▶ _INSTRUCTIONS TO FOLLOW_
Each entry below must appear in the answer exactly as written.

▶ _DATA TO EXAMINE_
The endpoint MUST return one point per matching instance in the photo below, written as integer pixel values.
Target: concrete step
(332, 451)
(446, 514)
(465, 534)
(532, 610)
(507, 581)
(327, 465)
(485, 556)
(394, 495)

▶ _RESPONSE TO THIS TASK_
The endpoint MUST return one point per matching instance in the photo below, written as integer pixel values.
Target: concrete step
(332, 451)
(446, 514)
(465, 534)
(532, 610)
(507, 581)
(327, 465)
(485, 556)
(394, 495)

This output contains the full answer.